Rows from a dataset
┌──

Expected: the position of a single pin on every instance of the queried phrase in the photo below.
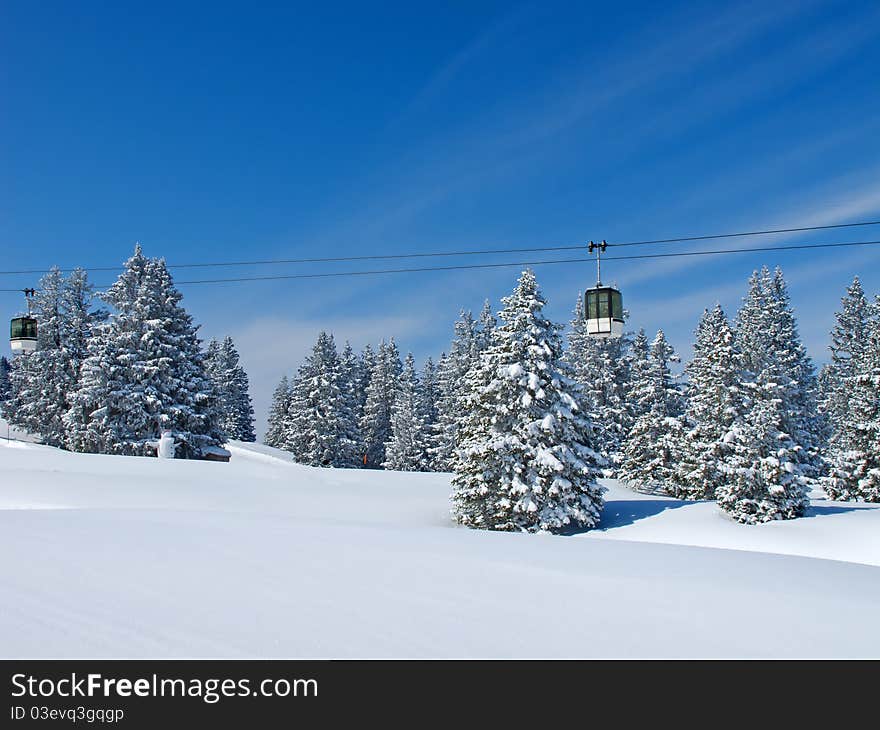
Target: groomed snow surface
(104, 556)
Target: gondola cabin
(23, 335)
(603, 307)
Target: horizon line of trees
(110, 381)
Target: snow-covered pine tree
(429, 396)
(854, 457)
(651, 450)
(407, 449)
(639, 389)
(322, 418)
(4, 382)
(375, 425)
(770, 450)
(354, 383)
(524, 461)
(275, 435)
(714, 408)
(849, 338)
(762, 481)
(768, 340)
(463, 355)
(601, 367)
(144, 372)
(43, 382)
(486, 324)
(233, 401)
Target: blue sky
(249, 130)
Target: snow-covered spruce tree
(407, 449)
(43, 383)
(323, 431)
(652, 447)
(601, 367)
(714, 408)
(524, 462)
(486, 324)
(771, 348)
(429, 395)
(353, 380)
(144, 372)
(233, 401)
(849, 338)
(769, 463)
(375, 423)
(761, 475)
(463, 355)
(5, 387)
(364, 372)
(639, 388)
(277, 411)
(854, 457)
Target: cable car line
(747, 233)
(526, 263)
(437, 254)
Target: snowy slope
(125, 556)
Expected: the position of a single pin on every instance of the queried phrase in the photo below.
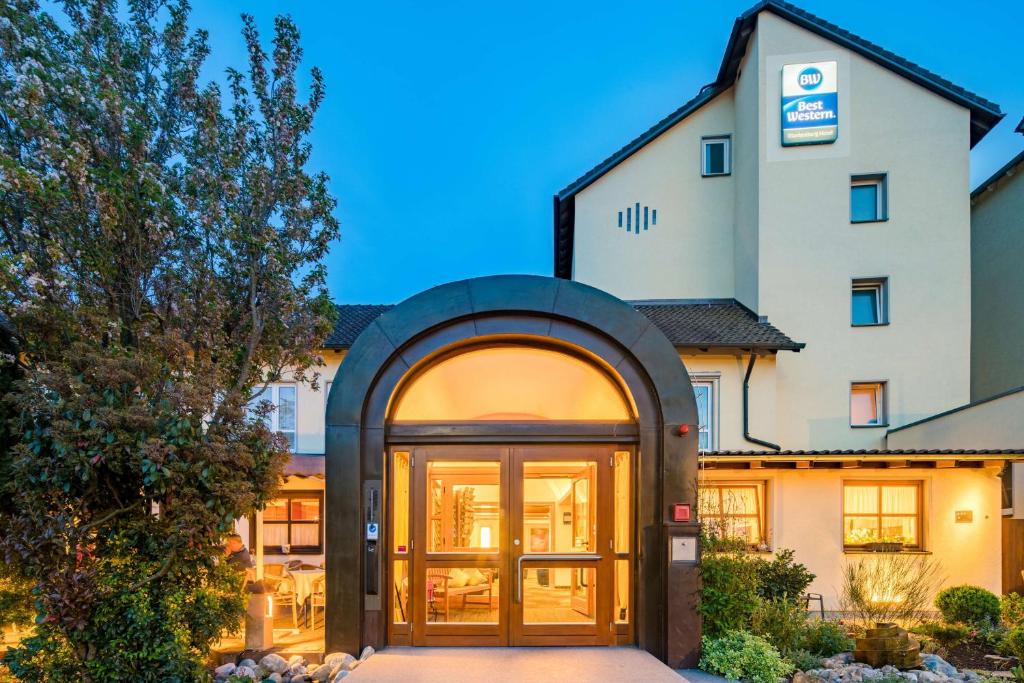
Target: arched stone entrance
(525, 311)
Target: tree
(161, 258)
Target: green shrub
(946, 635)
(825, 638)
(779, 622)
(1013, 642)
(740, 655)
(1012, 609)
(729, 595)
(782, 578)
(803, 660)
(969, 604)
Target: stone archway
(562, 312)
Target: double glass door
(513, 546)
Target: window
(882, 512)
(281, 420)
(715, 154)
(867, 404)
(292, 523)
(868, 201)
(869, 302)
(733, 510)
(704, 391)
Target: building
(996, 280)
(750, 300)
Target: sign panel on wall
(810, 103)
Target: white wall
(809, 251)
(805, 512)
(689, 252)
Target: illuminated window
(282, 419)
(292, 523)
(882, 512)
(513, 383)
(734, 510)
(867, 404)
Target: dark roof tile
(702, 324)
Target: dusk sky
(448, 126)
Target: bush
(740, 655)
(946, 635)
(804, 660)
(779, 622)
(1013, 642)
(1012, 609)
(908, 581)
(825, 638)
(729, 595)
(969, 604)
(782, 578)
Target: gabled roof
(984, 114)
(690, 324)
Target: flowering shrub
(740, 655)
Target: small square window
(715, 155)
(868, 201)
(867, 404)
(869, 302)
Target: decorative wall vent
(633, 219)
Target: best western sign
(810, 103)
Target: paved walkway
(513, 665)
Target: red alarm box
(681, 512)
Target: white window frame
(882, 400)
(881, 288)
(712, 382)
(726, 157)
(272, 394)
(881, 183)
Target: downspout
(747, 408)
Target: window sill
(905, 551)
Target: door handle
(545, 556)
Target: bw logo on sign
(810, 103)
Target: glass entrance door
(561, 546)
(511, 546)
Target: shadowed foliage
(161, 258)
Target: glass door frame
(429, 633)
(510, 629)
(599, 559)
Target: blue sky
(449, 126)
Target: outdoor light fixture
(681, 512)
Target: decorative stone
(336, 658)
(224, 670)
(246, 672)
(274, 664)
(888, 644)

└──

◆ Directions
Format everything from the line containing "Target: red alarm box" down to the end of the material as a Markdown table with the columns No. and Line. Number each row and leave out blank lines.

◆ Task solution
| No. | Line |
|---|---|
| 1 | Target: red alarm box |
| 2 | (681, 512) |
| 3 | Target: white window frame |
| 4 | (882, 400) |
| 5 | (881, 288) |
| 6 | (712, 382) |
| 7 | (726, 157) |
| 8 | (272, 394) |
| 9 | (881, 183) |
| 10 | Target: downspout |
| 11 | (747, 408) |
| 12 | Target: window sill |
| 13 | (905, 551) |
| 14 | Target: door handle |
| 15 | (545, 556) |
| 16 | Target: bw logo on sign |
| 17 | (810, 103) |
| 18 | Target: glass entrance door |
| 19 | (561, 546) |
| 20 | (511, 546) |
| 21 | Target: shadowed foliage |
| 22 | (161, 258) |
| 23 | Target: glass door frame |
| 24 | (429, 633) |
| 25 | (510, 629) |
| 26 | (599, 559) |
| 27 | Target: blue sky |
| 28 | (449, 126) |
| 29 | Target: outdoor light fixture |
| 30 | (681, 512) |
| 31 | Target: decorative stone |
| 32 | (336, 658) |
| 33 | (224, 670) |
| 34 | (246, 672) |
| 35 | (274, 664) |
| 36 | (888, 644) |